### TASK BRIEF:
Whenever a line below includes the string "button", show it.

Point localization data
***

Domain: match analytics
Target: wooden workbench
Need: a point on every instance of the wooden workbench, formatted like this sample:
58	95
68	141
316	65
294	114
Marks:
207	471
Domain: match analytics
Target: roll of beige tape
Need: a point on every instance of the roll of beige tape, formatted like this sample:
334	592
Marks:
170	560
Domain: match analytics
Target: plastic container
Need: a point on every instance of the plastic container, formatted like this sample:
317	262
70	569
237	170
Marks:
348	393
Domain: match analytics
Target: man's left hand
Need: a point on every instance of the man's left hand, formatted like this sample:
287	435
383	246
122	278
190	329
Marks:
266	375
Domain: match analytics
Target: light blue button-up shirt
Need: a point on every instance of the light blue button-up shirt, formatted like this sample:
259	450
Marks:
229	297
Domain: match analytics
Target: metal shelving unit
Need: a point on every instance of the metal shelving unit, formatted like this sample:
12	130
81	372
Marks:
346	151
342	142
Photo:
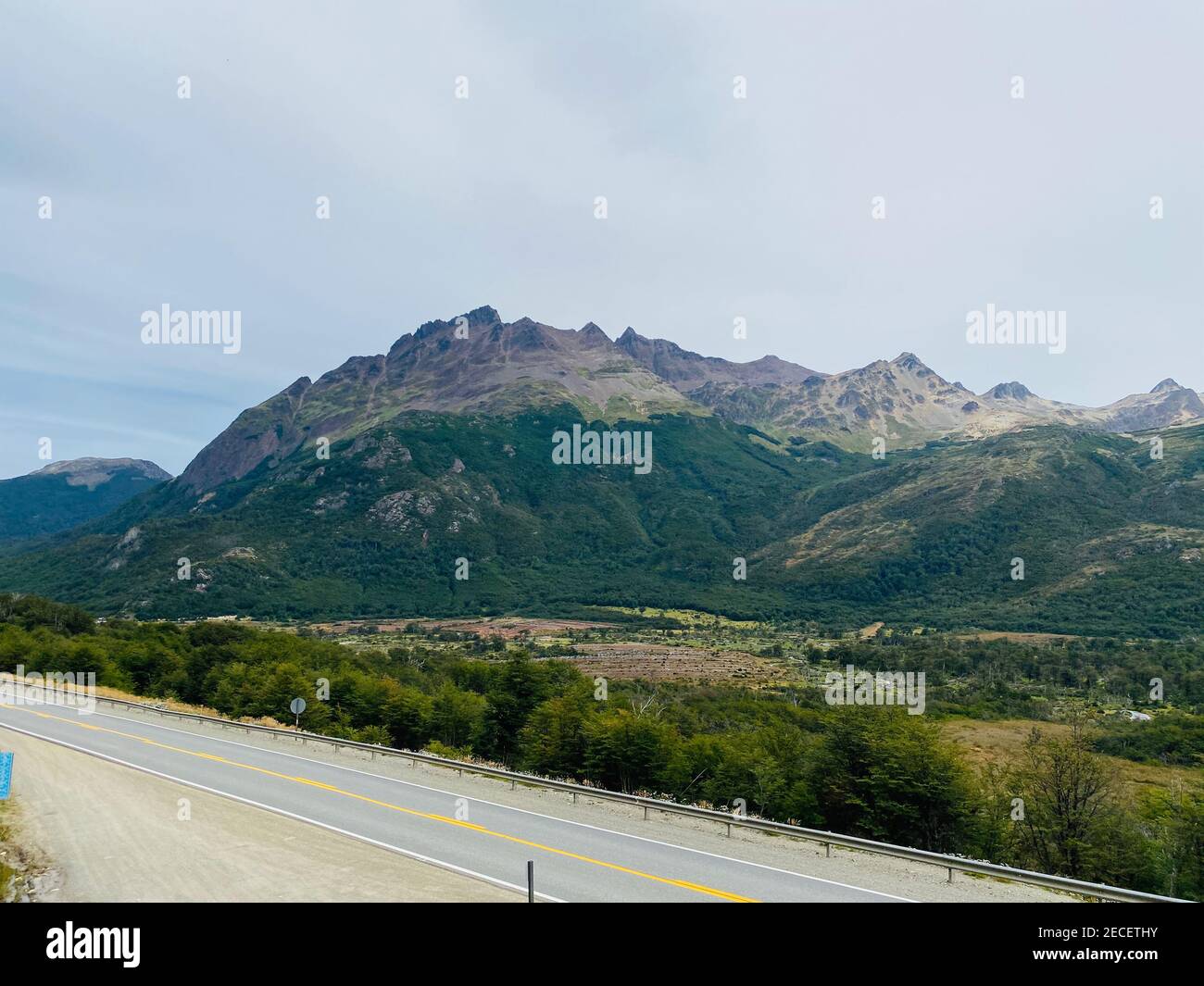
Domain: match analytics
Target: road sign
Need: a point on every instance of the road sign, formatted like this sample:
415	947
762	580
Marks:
5	774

***

### EXERCISE RESPONSE:
Target: light blue button-up shirt
Need: a point on every instance of the light blue button-up shirt, formatted like this sample:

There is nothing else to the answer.